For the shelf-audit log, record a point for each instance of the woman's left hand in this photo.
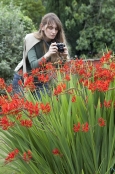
(65, 53)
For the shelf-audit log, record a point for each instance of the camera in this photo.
(60, 47)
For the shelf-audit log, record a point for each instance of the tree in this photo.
(31, 8)
(89, 25)
(13, 28)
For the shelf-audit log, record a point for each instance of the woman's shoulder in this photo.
(31, 37)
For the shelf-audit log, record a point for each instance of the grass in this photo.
(4, 169)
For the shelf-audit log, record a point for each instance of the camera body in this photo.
(60, 47)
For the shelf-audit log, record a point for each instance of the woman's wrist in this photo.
(46, 56)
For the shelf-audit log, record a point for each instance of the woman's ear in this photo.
(41, 27)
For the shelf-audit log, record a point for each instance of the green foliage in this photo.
(88, 24)
(81, 151)
(13, 28)
(31, 8)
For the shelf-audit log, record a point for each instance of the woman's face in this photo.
(50, 31)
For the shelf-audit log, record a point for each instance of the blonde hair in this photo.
(48, 19)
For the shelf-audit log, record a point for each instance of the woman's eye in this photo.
(50, 27)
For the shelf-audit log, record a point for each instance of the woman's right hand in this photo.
(52, 50)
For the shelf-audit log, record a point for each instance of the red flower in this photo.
(73, 99)
(27, 156)
(59, 89)
(26, 123)
(107, 104)
(85, 127)
(56, 151)
(67, 77)
(76, 128)
(101, 122)
(45, 108)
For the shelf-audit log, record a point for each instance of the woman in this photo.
(43, 44)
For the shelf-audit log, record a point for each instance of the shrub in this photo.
(13, 27)
(69, 132)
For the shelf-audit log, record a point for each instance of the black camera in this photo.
(60, 47)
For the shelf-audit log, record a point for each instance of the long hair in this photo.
(47, 20)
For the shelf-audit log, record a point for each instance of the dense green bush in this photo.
(13, 27)
(31, 8)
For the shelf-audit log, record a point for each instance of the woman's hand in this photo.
(53, 49)
(65, 53)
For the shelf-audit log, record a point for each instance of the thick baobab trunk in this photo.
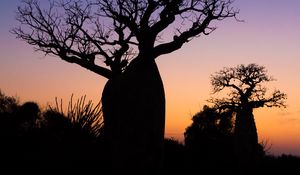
(134, 116)
(246, 139)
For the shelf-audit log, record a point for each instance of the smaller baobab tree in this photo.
(246, 91)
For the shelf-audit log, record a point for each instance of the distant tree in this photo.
(120, 40)
(246, 91)
(209, 140)
(7, 104)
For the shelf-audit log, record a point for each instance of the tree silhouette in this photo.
(245, 84)
(209, 141)
(120, 40)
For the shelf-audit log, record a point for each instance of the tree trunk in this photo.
(246, 140)
(134, 119)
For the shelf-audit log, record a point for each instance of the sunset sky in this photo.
(269, 36)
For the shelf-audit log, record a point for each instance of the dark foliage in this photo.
(51, 141)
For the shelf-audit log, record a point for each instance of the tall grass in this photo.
(82, 113)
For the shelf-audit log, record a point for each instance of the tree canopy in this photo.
(105, 35)
(245, 85)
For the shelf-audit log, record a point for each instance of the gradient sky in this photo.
(270, 36)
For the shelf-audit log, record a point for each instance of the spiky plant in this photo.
(82, 114)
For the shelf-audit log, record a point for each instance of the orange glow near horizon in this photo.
(270, 36)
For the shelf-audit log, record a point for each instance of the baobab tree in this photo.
(120, 40)
(246, 92)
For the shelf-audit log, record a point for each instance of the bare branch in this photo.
(244, 83)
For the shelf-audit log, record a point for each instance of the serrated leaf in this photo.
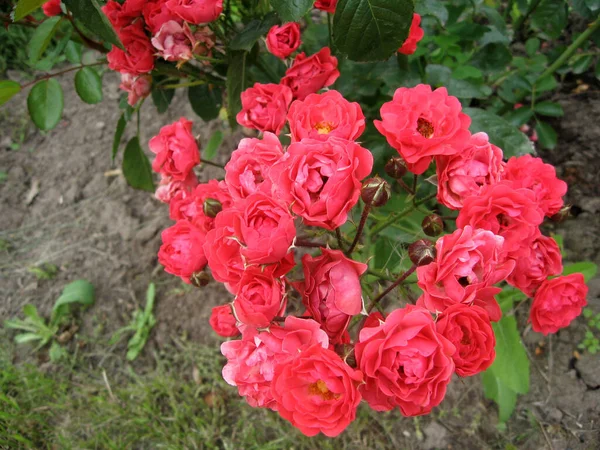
(371, 30)
(45, 104)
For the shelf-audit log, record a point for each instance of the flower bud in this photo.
(212, 207)
(376, 191)
(433, 225)
(422, 252)
(396, 167)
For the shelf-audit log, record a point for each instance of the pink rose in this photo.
(321, 181)
(176, 150)
(464, 174)
(222, 321)
(248, 169)
(320, 116)
(317, 392)
(532, 173)
(467, 261)
(181, 252)
(196, 11)
(405, 361)
(138, 57)
(557, 302)
(309, 74)
(284, 40)
(531, 270)
(415, 34)
(331, 290)
(137, 87)
(264, 107)
(470, 331)
(421, 123)
(505, 210)
(260, 297)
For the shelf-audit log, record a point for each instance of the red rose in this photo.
(196, 11)
(557, 302)
(470, 331)
(510, 212)
(326, 5)
(331, 290)
(264, 107)
(138, 57)
(321, 181)
(181, 252)
(260, 297)
(415, 34)
(320, 116)
(405, 361)
(421, 124)
(248, 169)
(467, 261)
(464, 174)
(309, 74)
(532, 173)
(317, 392)
(284, 40)
(176, 150)
(222, 321)
(52, 8)
(542, 260)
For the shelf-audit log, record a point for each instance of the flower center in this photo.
(425, 128)
(320, 388)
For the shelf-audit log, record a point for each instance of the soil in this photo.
(63, 203)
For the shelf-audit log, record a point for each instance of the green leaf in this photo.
(371, 30)
(236, 83)
(549, 109)
(41, 39)
(587, 268)
(90, 14)
(121, 125)
(8, 89)
(136, 167)
(88, 85)
(501, 133)
(546, 135)
(206, 101)
(291, 10)
(252, 32)
(26, 7)
(45, 104)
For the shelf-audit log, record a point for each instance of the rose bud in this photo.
(396, 167)
(376, 191)
(422, 252)
(433, 225)
(212, 207)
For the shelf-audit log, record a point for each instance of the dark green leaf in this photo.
(252, 32)
(291, 10)
(8, 89)
(90, 14)
(121, 125)
(206, 101)
(371, 30)
(45, 104)
(136, 167)
(41, 39)
(88, 85)
(501, 133)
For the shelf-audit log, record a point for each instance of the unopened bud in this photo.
(396, 167)
(376, 191)
(212, 207)
(422, 252)
(433, 225)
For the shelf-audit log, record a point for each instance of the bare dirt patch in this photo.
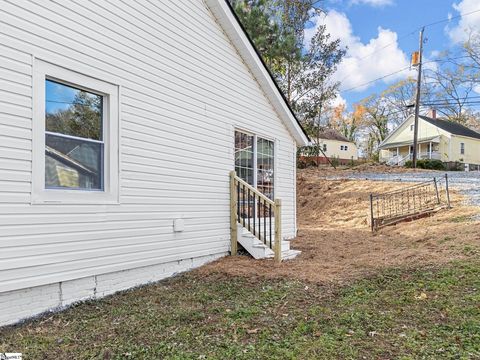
(337, 244)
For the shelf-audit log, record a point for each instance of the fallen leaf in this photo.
(422, 296)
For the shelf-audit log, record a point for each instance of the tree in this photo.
(304, 73)
(257, 18)
(348, 124)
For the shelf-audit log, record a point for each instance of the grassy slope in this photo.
(192, 317)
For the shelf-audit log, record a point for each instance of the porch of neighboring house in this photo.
(399, 153)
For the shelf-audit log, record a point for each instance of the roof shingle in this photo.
(452, 127)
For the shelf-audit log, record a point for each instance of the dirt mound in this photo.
(337, 244)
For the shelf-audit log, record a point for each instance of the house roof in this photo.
(452, 127)
(432, 139)
(331, 134)
(226, 17)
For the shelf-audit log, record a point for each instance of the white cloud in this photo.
(359, 66)
(375, 3)
(466, 24)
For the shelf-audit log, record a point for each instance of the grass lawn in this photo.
(428, 313)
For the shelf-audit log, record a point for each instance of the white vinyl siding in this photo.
(184, 89)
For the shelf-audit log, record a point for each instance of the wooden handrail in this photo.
(255, 191)
(235, 184)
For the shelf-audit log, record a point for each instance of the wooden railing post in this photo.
(278, 230)
(233, 214)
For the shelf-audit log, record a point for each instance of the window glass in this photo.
(244, 155)
(265, 164)
(74, 138)
(255, 155)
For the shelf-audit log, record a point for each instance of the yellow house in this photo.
(437, 139)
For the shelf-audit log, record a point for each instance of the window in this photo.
(74, 143)
(75, 137)
(254, 161)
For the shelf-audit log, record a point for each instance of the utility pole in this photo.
(417, 100)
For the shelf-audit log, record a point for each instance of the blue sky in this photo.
(367, 26)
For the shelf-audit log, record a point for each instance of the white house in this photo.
(120, 122)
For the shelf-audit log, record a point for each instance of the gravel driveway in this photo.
(467, 183)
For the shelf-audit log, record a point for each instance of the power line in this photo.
(380, 78)
(407, 35)
(400, 70)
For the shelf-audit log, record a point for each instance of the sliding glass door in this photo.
(254, 161)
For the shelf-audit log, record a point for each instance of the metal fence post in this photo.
(436, 190)
(371, 213)
(447, 191)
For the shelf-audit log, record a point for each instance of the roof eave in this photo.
(230, 24)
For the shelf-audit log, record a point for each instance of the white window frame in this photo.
(255, 160)
(109, 195)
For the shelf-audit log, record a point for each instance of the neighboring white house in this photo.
(119, 121)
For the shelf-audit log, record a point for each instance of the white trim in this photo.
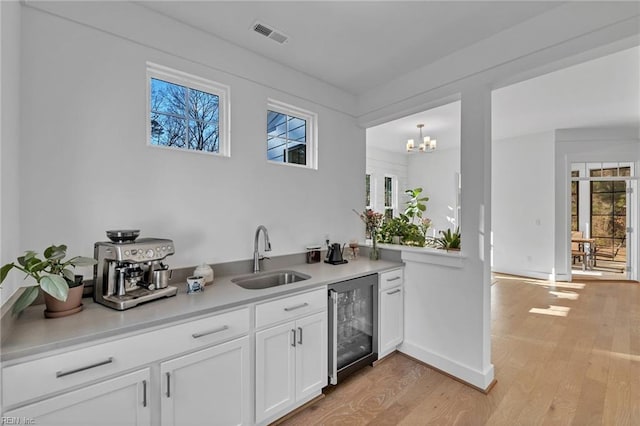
(311, 119)
(479, 379)
(198, 83)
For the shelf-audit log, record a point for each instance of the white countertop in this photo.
(33, 335)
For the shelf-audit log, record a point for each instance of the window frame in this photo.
(311, 136)
(190, 81)
(394, 195)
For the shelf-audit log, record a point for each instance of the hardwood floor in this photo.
(554, 366)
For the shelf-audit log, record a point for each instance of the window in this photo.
(389, 197)
(609, 208)
(575, 201)
(367, 185)
(291, 135)
(187, 112)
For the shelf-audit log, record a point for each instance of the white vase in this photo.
(206, 271)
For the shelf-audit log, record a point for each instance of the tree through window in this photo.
(185, 113)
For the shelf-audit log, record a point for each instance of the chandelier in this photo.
(426, 143)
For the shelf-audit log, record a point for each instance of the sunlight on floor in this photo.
(620, 355)
(576, 286)
(556, 311)
(571, 295)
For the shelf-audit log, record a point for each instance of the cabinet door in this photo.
(311, 354)
(210, 386)
(275, 370)
(391, 319)
(121, 401)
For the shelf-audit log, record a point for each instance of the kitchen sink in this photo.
(269, 279)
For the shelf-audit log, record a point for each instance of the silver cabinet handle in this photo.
(206, 333)
(144, 393)
(86, 367)
(293, 308)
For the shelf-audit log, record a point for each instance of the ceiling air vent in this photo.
(268, 32)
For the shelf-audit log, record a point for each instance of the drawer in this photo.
(391, 279)
(33, 379)
(291, 307)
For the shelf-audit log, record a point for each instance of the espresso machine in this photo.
(131, 271)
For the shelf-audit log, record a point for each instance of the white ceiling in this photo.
(354, 45)
(601, 92)
(359, 45)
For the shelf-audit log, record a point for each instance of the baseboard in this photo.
(482, 381)
(528, 274)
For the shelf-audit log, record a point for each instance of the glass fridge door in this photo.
(355, 325)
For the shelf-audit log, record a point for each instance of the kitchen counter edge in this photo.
(33, 336)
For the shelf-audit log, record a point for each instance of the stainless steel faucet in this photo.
(267, 247)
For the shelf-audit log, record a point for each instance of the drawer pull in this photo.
(206, 333)
(144, 393)
(86, 367)
(293, 308)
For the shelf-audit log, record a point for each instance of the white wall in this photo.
(523, 205)
(436, 174)
(84, 137)
(379, 164)
(10, 17)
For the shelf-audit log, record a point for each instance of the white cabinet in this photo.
(291, 357)
(391, 311)
(123, 400)
(208, 377)
(211, 385)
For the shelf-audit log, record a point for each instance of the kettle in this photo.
(334, 254)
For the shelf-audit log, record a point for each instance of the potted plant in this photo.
(398, 230)
(62, 289)
(416, 204)
(372, 221)
(450, 240)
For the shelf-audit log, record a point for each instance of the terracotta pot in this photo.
(57, 308)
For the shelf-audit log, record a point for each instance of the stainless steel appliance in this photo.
(353, 326)
(334, 254)
(131, 271)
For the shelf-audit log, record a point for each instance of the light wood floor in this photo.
(578, 369)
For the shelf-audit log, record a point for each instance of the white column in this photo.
(475, 163)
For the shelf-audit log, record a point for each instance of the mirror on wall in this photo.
(421, 150)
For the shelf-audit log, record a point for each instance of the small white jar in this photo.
(205, 271)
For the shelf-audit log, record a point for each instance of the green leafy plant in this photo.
(450, 240)
(416, 204)
(52, 274)
(409, 234)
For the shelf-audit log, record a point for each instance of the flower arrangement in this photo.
(372, 221)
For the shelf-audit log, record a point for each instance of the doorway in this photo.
(602, 207)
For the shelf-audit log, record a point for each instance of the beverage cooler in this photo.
(353, 326)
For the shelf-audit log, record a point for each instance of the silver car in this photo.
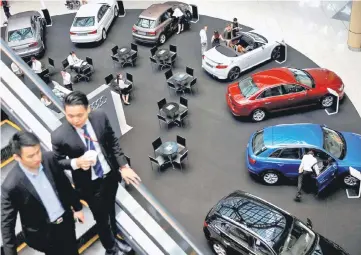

--------

What you need to do: Which lines in the entries above contain the word "tree"? Copy each of those lines in full, and treat uppercase and lowercase as different.

Result:
For the shelf-audit log, record a point for each instance of the tree in this photo.
For the shelf-audit log, record a point for each instance of the smaller baobab tree in this photo.
For the shelf-audit log, record a point for each instance of the distant tree in this photo.
For the shelf-audit log, record a point for each instance of the tree silhouette in this photo.
For the shelf-audit log, record a point for each instance of the tree trunk in this photo.
For the shelf-audit log, record a point for each instance of the tree canopy in this photo.
For the shelf-audit log, record a point for each instance of the baobab tree in this photo.
For the shelf-audit log, record a point for each instance of the tree in this photo.
For the shelf-audit log, record a point for each instance of the tree through window in this photo.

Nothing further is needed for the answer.